(Dataset entries)
================
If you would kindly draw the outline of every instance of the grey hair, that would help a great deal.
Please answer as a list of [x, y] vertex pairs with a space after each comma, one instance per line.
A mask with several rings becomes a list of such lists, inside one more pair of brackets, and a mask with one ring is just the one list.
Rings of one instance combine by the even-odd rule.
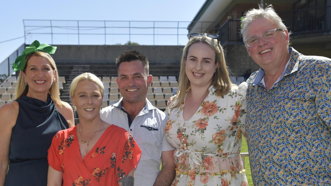
[[[272, 5], [265, 5], [264, 8], [262, 4], [259, 5], [259, 9], [253, 9], [245, 13], [245, 18], [241, 20], [241, 29], [240, 32], [243, 37], [243, 40], [246, 39], [245, 34], [247, 26], [254, 21], [260, 19], [270, 19], [278, 25], [279, 28], [283, 31], [287, 30], [283, 20], [275, 11]], [[290, 33], [289, 33], [289, 35]]]

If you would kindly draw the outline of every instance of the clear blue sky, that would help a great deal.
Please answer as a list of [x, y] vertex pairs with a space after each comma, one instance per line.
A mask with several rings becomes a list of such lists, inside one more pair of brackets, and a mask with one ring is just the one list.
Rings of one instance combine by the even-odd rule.
[[[0, 42], [23, 36], [24, 19], [191, 21], [205, 1], [4, 0], [0, 3]], [[0, 43], [0, 62], [24, 42], [22, 38]]]

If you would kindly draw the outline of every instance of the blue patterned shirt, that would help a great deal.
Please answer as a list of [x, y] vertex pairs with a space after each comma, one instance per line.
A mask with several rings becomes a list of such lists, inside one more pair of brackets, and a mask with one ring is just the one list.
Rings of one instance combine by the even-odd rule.
[[331, 59], [289, 51], [283, 76], [267, 92], [261, 69], [247, 81], [253, 181], [255, 186], [331, 185]]

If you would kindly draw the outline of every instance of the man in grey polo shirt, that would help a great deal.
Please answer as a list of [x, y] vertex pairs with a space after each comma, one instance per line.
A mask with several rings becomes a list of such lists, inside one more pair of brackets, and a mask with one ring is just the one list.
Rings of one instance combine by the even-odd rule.
[[146, 98], [153, 78], [149, 75], [148, 61], [137, 51], [126, 51], [116, 58], [116, 68], [123, 97], [103, 109], [101, 119], [129, 132], [141, 149], [135, 185], [170, 185], [175, 177], [174, 149], [166, 139], [167, 117]]

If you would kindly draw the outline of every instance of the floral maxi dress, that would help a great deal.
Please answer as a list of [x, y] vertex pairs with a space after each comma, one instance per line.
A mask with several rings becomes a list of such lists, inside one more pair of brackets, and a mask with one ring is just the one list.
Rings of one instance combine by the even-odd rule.
[[170, 98], [165, 112], [168, 142], [174, 153], [174, 186], [247, 186], [240, 153], [247, 105], [246, 82], [218, 97], [213, 86], [197, 112], [188, 121], [183, 117], [183, 103]]

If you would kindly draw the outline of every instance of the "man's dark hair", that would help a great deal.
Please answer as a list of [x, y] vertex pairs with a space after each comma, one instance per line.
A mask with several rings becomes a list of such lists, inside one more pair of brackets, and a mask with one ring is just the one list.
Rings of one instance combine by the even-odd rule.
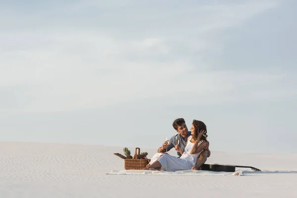
[[182, 124], [186, 124], [186, 122], [184, 118], [178, 118], [173, 121], [172, 126], [175, 130], [177, 130], [179, 126], [182, 126]]

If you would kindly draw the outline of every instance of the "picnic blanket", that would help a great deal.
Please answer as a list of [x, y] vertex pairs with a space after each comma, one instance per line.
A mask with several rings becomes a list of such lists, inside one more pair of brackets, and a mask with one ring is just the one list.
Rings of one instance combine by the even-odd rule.
[[176, 176], [241, 176], [242, 171], [234, 172], [214, 172], [196, 170], [187, 170], [178, 171], [165, 171], [148, 170], [111, 170], [107, 175], [176, 175]]

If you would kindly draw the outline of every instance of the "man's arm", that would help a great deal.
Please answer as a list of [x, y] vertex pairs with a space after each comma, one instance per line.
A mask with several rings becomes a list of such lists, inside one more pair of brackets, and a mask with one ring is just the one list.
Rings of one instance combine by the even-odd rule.
[[169, 145], [167, 146], [167, 144], [166, 144], [166, 142], [164, 142], [163, 144], [163, 145], [162, 145], [162, 147], [160, 147], [158, 149], [158, 152], [166, 152], [166, 148], [167, 147], [167, 151], [169, 151], [169, 150], [170, 150], [170, 149], [171, 148], [173, 148], [174, 147], [174, 145], [173, 145], [173, 144], [172, 144], [173, 141], [174, 141], [174, 140], [175, 140], [175, 136], [173, 136], [170, 138], [170, 143], [169, 144]]

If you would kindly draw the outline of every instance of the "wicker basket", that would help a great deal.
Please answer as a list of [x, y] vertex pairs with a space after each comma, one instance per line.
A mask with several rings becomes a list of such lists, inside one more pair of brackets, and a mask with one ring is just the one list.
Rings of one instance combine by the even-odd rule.
[[[138, 151], [138, 153], [137, 153]], [[140, 154], [140, 148], [135, 148], [135, 153], [132, 159], [124, 159], [125, 169], [126, 170], [140, 170], [147, 166], [148, 163], [148, 159], [138, 159], [137, 154]]]

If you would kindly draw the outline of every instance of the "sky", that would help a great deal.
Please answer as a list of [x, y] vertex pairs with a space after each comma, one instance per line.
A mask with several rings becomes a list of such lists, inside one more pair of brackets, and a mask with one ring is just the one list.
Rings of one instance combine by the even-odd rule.
[[297, 8], [0, 0], [0, 140], [157, 148], [183, 117], [212, 151], [297, 153]]

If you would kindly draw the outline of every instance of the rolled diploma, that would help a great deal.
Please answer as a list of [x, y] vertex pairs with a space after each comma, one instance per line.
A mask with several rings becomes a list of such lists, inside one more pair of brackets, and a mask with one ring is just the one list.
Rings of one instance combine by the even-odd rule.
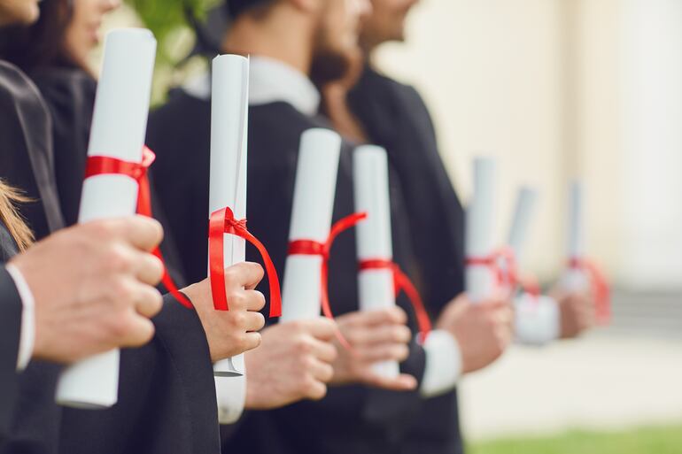
[[508, 239], [508, 244], [514, 250], [517, 263], [523, 253], [523, 244], [528, 235], [537, 200], [538, 190], [534, 188], [524, 186], [519, 189]]
[[[535, 202], [538, 198], [538, 191], [533, 188], [523, 186], [519, 189], [516, 197], [516, 205], [514, 209], [514, 217], [512, 218], [509, 236], [507, 240], [507, 245], [514, 251], [516, 264], [520, 264], [521, 255], [523, 252], [523, 243], [528, 235], [528, 227], [531, 224]], [[500, 260], [500, 266], [504, 267], [506, 263]], [[515, 289], [508, 289], [509, 291], [515, 291]]]
[[[585, 225], [583, 219], [583, 185], [576, 180], [569, 188], [569, 216], [567, 226], [567, 252], [569, 259], [585, 256]], [[562, 285], [570, 291], [583, 291], [590, 281], [583, 270], [569, 267], [562, 278]]]
[[[301, 135], [296, 168], [289, 240], [327, 241], [329, 235], [341, 137], [334, 131], [313, 128]], [[289, 256], [282, 285], [281, 321], [320, 316], [322, 258]]]
[[[495, 161], [474, 160], [474, 193], [467, 210], [466, 252], [468, 258], [484, 258], [492, 253], [495, 215]], [[469, 265], [466, 269], [467, 293], [473, 303], [491, 296], [495, 275], [490, 266]]]
[[[393, 260], [391, 233], [391, 200], [386, 150], [375, 145], [358, 147], [353, 154], [353, 189], [355, 211], [367, 212], [365, 221], [358, 224], [358, 258]], [[358, 273], [360, 311], [376, 311], [395, 305], [393, 272], [361, 270]], [[400, 368], [397, 361], [374, 365], [376, 373], [397, 377]]]
[[[238, 55], [213, 58], [211, 102], [211, 170], [209, 216], [229, 207], [235, 218], [246, 218], [249, 60]], [[246, 242], [225, 235], [225, 266], [244, 262]], [[213, 365], [218, 420], [236, 422], [246, 399], [244, 354]]]
[[[110, 32], [105, 42], [88, 156], [141, 162], [147, 128], [156, 40], [149, 30]], [[125, 175], [97, 175], [83, 183], [79, 222], [135, 214], [137, 182]], [[57, 385], [57, 403], [76, 408], [116, 404], [119, 350], [96, 355], [67, 367]]]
================
> _Task description_
Omit the pictures and reproduce the listing exactly.

> _Task response_
If you would kindly draw the outline of every instance of the grey hair, that would help a great deal.
Please answer as a list of [x, y] vertex pairs with a space after each comma, one instance per line.
A mask with several rings becomes a list of such lists, inside one more pair of brackets, and a mask with one ring is just the one list.
Rings of one instance combine by the even-odd rule.
[[[272, 5], [265, 5], [264, 8], [262, 4], [259, 5], [259, 9], [253, 9], [245, 13], [245, 18], [241, 20], [241, 29], [240, 32], [243, 37], [243, 40], [246, 39], [245, 34], [247, 26], [254, 21], [260, 19], [270, 19], [278, 25], [279, 28], [283, 31], [287, 30], [283, 20], [275, 11]], [[290, 33], [289, 33], [289, 35]]]

If you would kindly draw the outline of every instance of the clear blue sky, that would help a great deal.
Please answer as a list of [x, y] vertex pairs with a space after each comma, one instance per line.
A mask with several rings becomes a list of such lists, inside one more pair of brackets, and a mask with one ring is just the one list.
Rings of one instance combine by the even-odd rule.
[[[0, 42], [23, 36], [24, 19], [191, 21], [205, 1], [4, 0], [0, 3]], [[0, 43], [0, 62], [24, 42], [22, 38]]]

If you would kindly draw the outline of every instance of the blue patterned shirt, that would help a great deal.
Please answer as a list of [x, y] vertex pairs with a space after each comma, one instance per line.
A mask with several rings becomes a list of such lists, inside one more pair of brackets, and a mask with one ring is just the one list.
Rings of one instance combine by the even-odd rule.
[[331, 59], [289, 51], [283, 76], [267, 92], [261, 69], [247, 81], [253, 181], [255, 186], [331, 185]]

If you would kindly draw the outline of every instance of the man in grey polo shirt, that would help a great deal.
Please answer as a list of [x, y] vertex pairs with a space after each comma, one instance per line.
A mask with several rings becomes a list of such lists, inside one more pair of brackets, and a mask with one ring is just the one list.
Rings of one instance combine by the even-odd rule.
[[146, 98], [153, 78], [149, 75], [148, 61], [137, 51], [126, 51], [116, 58], [116, 68], [123, 97], [103, 109], [101, 119], [129, 132], [141, 149], [135, 185], [170, 185], [175, 177], [174, 149], [166, 139], [167, 117]]

If you would kindly draw the outline of every instance of the floral maxi dress, that would help a great deal.
Please answer as a list of [x, y] vertex pairs with a space after each comma, one instance per line.
A mask with several rings becomes a list of such lists, inside one more pair of brackets, and a mask with one ring is just the one list.
Rings of one instance combine by the even-odd rule.
[[170, 98], [165, 112], [168, 142], [174, 153], [174, 186], [247, 186], [240, 153], [247, 105], [246, 82], [218, 97], [213, 86], [197, 112], [188, 121], [183, 117], [183, 103]]

If you would kindly draw the outline of every instance of the "man's dark hair", that would help a great deal.
Please answer as a list of [x, y] vertex pairs with a space after each comma, one instance per line.
A mask with several rings becomes a list of such lists, inside one more pair of brackets, and a mask with one ring is just the one list.
Rings of one instance combine by the even-odd rule.
[[182, 124], [186, 124], [186, 122], [184, 118], [178, 118], [173, 121], [172, 126], [175, 130], [177, 130], [179, 126], [182, 126]]

If you would kindly draw the outline of every instance of the "picnic blanket", that would help a great deal.
Please answer as a list of [x, y] vertex pairs with a space after each comma, one instance per line.
A mask with several rings becomes a list of such lists, inside one more pair of brackets, and a mask with one ring is just the one list.
Rings of one instance combine by the even-odd rule.
[[176, 176], [241, 176], [242, 171], [234, 172], [214, 172], [196, 170], [187, 170], [178, 171], [165, 171], [148, 170], [111, 170], [107, 175], [176, 175]]

If you would kindly draw the outline of every instance of the "man's arm", that would help a great deal.
Please answer as a list of [x, y] vertex pairs with a space after each comma, one instance per line.
A mask with several rings becomes a list of such lists, inside one more pair of brackets, and a mask with one ring is just the one list.
Rings of one instance combine by the even-odd rule.
[[169, 145], [167, 146], [167, 144], [166, 144], [166, 142], [164, 142], [163, 144], [163, 145], [162, 145], [162, 147], [160, 147], [158, 149], [158, 152], [166, 152], [166, 148], [167, 147], [167, 151], [169, 151], [169, 150], [170, 150], [170, 149], [171, 148], [173, 148], [174, 147], [174, 145], [173, 145], [173, 144], [172, 144], [173, 141], [174, 141], [174, 140], [175, 140], [175, 136], [173, 136], [170, 138], [170, 143], [169, 144]]

If you would kindly draw the outline of every instance of the "wicker basket", that would help a great deal.
Please answer as a list of [x, y] vertex pairs with a space after each comma, one instance per line.
A mask with several rings becomes a list of such lists, inside one more pair of brackets, and a mask with one ring is just the one list.
Rings of one instance combine by the even-odd rule.
[[[138, 151], [138, 153], [137, 153]], [[140, 154], [140, 148], [135, 148], [135, 153], [132, 159], [124, 159], [125, 169], [126, 170], [140, 170], [147, 166], [148, 163], [148, 159], [138, 159], [137, 154]]]

If you would kindly draw the outline of every instance of the "sky", that would help a great deal.
Please answer as a list of [x, y] vertex pairs with a space after each comma, one instance per line.
A mask with several rings becomes a list of such lists, inside one more pair of brackets, and a mask with one ring is just the one list.
Rings of one instance combine by the even-odd rule.
[[297, 8], [0, 0], [0, 140], [157, 148], [183, 117], [212, 151], [297, 153]]

If you would kindly draw the outline of every instance of the rolled diploma, that would help a great deal.
Please answer as a list of [x, y] vertex pairs with a space after each comma, one instance per line.
A mask with several rings becomes a list of such lists, inside one more pair of brackets, and a mask with one ring is just the one list.
Rings of one instance combine by the even-odd rule.
[[508, 239], [508, 244], [514, 250], [517, 263], [523, 253], [523, 244], [528, 235], [537, 200], [538, 190], [534, 188], [524, 186], [519, 189]]
[[[535, 202], [538, 198], [538, 191], [533, 188], [523, 186], [519, 189], [516, 197], [516, 205], [514, 209], [514, 217], [512, 218], [509, 236], [507, 240], [507, 245], [514, 251], [516, 264], [520, 264], [521, 255], [523, 252], [523, 243], [528, 235], [528, 227], [531, 224]], [[500, 260], [500, 266], [504, 267], [506, 263]], [[515, 289], [508, 289], [509, 291], [515, 291]]]
[[[585, 225], [583, 219], [583, 185], [576, 180], [569, 188], [569, 216], [567, 226], [567, 252], [569, 259], [585, 256]], [[562, 285], [570, 291], [583, 291], [590, 281], [583, 270], [569, 267], [562, 278]]]
[[[301, 135], [296, 168], [289, 240], [327, 241], [329, 235], [341, 137], [334, 131], [313, 128]], [[289, 256], [282, 285], [281, 321], [320, 316], [322, 258]]]
[[[495, 161], [474, 160], [474, 193], [467, 210], [466, 252], [468, 258], [484, 258], [492, 253], [495, 215]], [[469, 265], [466, 269], [467, 293], [473, 303], [491, 296], [495, 275], [490, 266]]]
[[[393, 260], [391, 233], [391, 200], [386, 150], [375, 145], [358, 147], [353, 154], [353, 189], [355, 211], [367, 212], [365, 221], [358, 224], [358, 258]], [[358, 273], [360, 311], [376, 311], [395, 305], [393, 272], [361, 270]], [[400, 368], [397, 361], [374, 365], [376, 373], [397, 377]]]
[[[238, 55], [213, 58], [211, 102], [211, 170], [209, 216], [229, 207], [235, 218], [246, 218], [249, 60]], [[246, 242], [225, 235], [225, 266], [244, 262]], [[213, 365], [218, 420], [236, 422], [246, 399], [244, 354]]]
[[[110, 32], [105, 42], [88, 156], [141, 162], [147, 128], [156, 40], [149, 30]], [[125, 175], [97, 175], [83, 183], [79, 222], [135, 214], [137, 182]], [[57, 385], [57, 403], [76, 408], [116, 404], [119, 350], [96, 355], [67, 367]]]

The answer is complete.